# [TEXT PASSAGE]
──────

Since leaving the day-to-day world of reporting for a local television station, I’ve heard from friends a lot of the same kind of comments when I ask, “how is it?”

“Worse than ever,” is what they say.  News has never really been a place where everybody’s happy (why is that?), but with the money printing machine no longer working, the managers letting their intensity to produce turn into dark humor at best and outright boundary crossing at worst, local newsers describe a business that at times seems to have all the fear and chaos of an industry in the turmoil of change, but somehow devoid of the excitement of the dawning of something new.

This lack of inspiration, I believe, is another indication that stations are deeply invested in the television of the 70s, 80s and 90s, and have turned the screws on employees in an effort to make that fading reality somehow work.  It’s as if you could just whip a horse hard enough, you could make the elegant horse and buggy a competitor to the car.

But the horse is miserable, and in many cases, the horse has had it. They want out.

I got to know John P. Wise during our time at WNYW in New York. A smart guy whose talents spread from the written word to a photographer’s eye and a comedian’s dry wit, he always seemed to me the kind of person who makes a newsroom more enjoyable. In catching up recently, I learned he’s lost his heart for horse-and-buggy work.

──────

# [EXCERPTED DATA]
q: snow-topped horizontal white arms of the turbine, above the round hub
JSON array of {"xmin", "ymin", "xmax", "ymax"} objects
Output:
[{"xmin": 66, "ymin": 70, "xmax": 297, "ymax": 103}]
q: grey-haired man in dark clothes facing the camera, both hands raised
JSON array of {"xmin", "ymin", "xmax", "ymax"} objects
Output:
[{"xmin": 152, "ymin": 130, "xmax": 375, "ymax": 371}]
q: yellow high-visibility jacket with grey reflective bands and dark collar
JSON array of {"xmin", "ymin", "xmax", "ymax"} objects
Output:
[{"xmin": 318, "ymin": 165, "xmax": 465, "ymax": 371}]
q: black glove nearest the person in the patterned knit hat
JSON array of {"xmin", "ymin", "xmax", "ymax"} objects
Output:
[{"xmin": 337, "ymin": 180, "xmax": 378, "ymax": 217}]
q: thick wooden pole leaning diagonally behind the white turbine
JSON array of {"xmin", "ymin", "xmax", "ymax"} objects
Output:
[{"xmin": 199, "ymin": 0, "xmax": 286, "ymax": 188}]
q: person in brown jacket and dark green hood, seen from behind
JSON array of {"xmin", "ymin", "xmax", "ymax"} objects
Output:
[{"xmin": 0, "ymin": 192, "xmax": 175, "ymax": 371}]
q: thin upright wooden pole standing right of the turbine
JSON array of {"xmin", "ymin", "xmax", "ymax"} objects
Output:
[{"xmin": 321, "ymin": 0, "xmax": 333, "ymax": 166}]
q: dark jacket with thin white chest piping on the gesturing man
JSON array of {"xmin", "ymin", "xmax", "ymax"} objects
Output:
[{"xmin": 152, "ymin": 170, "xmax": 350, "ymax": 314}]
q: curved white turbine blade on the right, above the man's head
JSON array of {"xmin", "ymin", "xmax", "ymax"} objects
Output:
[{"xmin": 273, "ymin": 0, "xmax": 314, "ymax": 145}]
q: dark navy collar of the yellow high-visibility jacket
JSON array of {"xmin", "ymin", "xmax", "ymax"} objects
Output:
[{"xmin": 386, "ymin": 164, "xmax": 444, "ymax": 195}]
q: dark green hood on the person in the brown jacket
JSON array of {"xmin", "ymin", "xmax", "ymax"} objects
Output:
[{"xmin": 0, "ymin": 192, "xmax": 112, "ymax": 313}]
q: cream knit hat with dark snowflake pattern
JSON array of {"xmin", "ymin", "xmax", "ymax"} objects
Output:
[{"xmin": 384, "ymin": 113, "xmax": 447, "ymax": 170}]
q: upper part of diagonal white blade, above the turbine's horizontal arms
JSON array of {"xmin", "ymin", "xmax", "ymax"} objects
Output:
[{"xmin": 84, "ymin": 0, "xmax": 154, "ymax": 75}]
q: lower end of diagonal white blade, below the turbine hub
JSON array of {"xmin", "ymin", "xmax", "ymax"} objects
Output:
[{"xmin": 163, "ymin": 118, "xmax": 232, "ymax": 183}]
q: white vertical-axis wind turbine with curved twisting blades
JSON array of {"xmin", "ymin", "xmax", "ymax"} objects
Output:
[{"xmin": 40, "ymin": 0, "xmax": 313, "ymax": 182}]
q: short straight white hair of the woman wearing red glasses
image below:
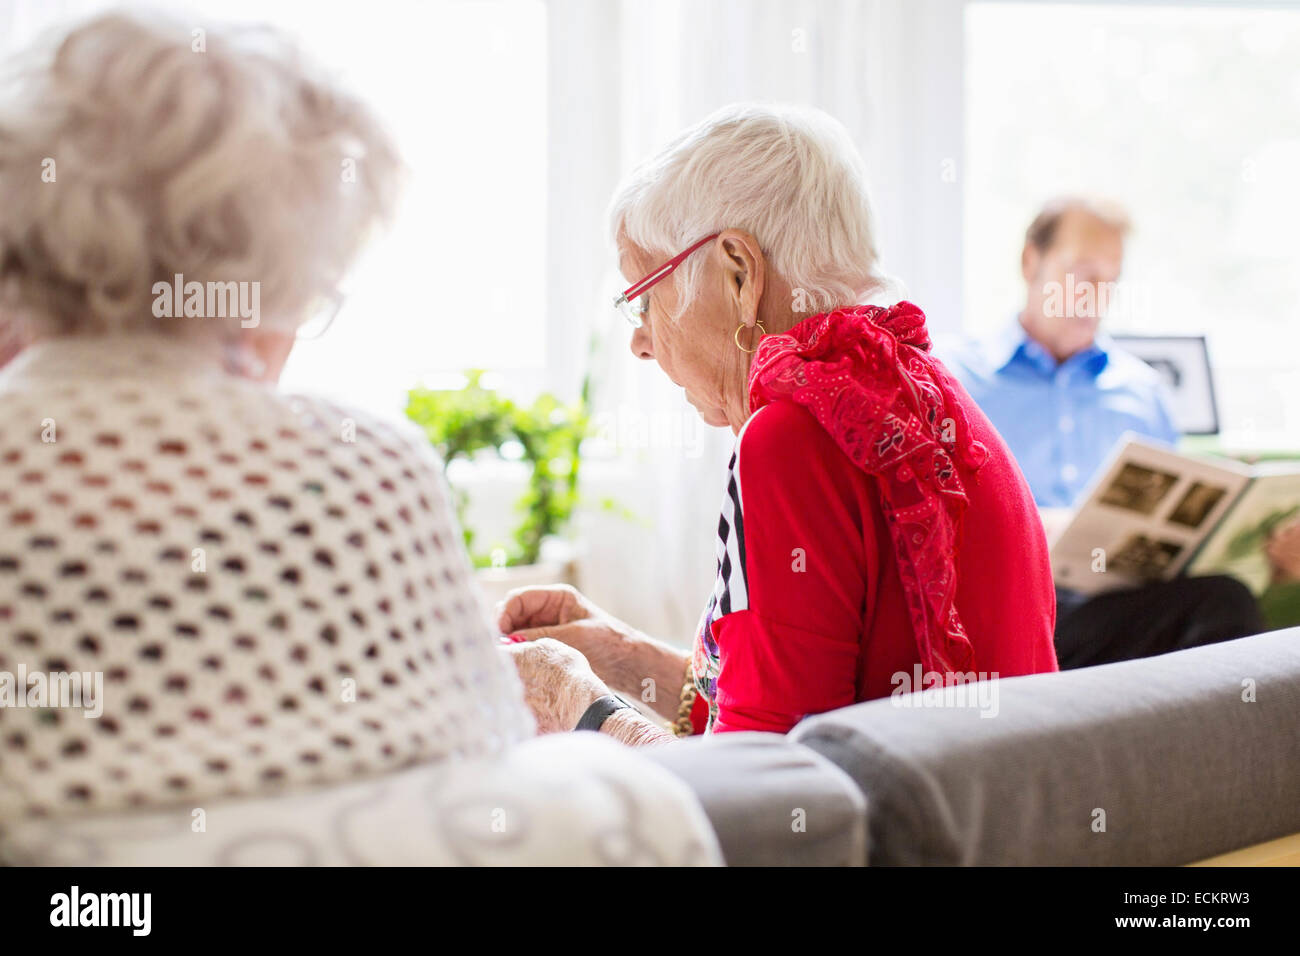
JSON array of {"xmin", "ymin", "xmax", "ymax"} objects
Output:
[{"xmin": 610, "ymin": 103, "xmax": 888, "ymax": 311}]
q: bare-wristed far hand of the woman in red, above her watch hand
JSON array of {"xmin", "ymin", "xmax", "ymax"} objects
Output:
[{"xmin": 497, "ymin": 584, "xmax": 640, "ymax": 689}]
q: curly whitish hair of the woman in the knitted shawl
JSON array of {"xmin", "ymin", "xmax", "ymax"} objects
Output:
[{"xmin": 0, "ymin": 13, "xmax": 402, "ymax": 336}]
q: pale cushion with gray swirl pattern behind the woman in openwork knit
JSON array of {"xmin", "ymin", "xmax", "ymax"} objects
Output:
[{"xmin": 0, "ymin": 734, "xmax": 722, "ymax": 866}]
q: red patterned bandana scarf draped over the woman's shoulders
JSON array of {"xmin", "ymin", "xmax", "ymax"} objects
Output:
[{"xmin": 749, "ymin": 302, "xmax": 988, "ymax": 683}]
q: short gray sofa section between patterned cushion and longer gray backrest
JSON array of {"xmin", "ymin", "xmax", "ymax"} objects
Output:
[{"xmin": 644, "ymin": 732, "xmax": 867, "ymax": 866}]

──────

# [USING THE INFORMATION]
1 > In the passage on local television news, at which station did the writer get to know John P. Wise?
2 > Update the passage on local television news by writing it out from "This lack of" up to and including "They want out.", with "miserable" changed to "exhausted".
3 > Carry the passage on local television news forward from the point where it stops.

# [RESPONSE LIST]
1 > WNYW in New York.

2 >
This lack of inspiration, I believe, is another indication that stations are deeply invested in the television of the 70s, 80s and 90s, and have turned the screws on employees in an effort to make that fading reality somehow work.  It’s as if you could just whip a horse hard enough, you could make the elegant horse and buggy a competitor to the car.

But the horse is exhausted, and in many cases, the horse has had it. They want out.

3 >
wisemugDISPATCH FROM THE FRONTLINES:  John P. Wise

(Back when Pat Forde used to write for The Louisville Courier-Journal, he’d begin some of his sports columns with: “Deathless prose.” That’s your warning that this piece is slightly all over the place. Hope you can follow along.)

What a terrible time it is these days to get laid off from your job, what with the sour economy and all.

And getting fired isn’t much better.

But that’s what happened to me about five weeks ago. I actually got over the ego tweak a few weeks prior when I was told I was being placed on a 30-day probation. That very night, rather than plotting a course to try to save my job, I instead came home, after another unappreciated 11- or 12-hour day, of course, and outlined my next project, a nationwide tour in which I’ll cover the upcoming college football season on the road, an endeavor you can already follow now at http://onegreatseason.com.

OK, back to getting fired. I saw a movie recently in which an actor playing a CIA official told an attorney general who was threatening the CIA guy in some way, something to the effect of, “once we realize that life is finite, it becomes easy to accept everything else.” The guy meant that if something doesn’t work out, it’s OK; life shall continue. Just do something else. It’s up to the outgoing to decide if he wants to go out on his feet or on his knees. Will you play by their rules? Or do you need your own?

Now don’t get me wrong; being let go last month was hardly Hollywood dramatic or even surprising. After six years at Internet Broadcasting and nearly three years at FOX — two successful stretches I’m proud to have under my belt — I just lost the passion to be a news guy. I can admit my share of the blame here, which is to say that I’m entirely responsible for my firing. But let me also offer a piece of advice for big media so it doesn’t lose other talented, enthusiastic, once-passionate journalists.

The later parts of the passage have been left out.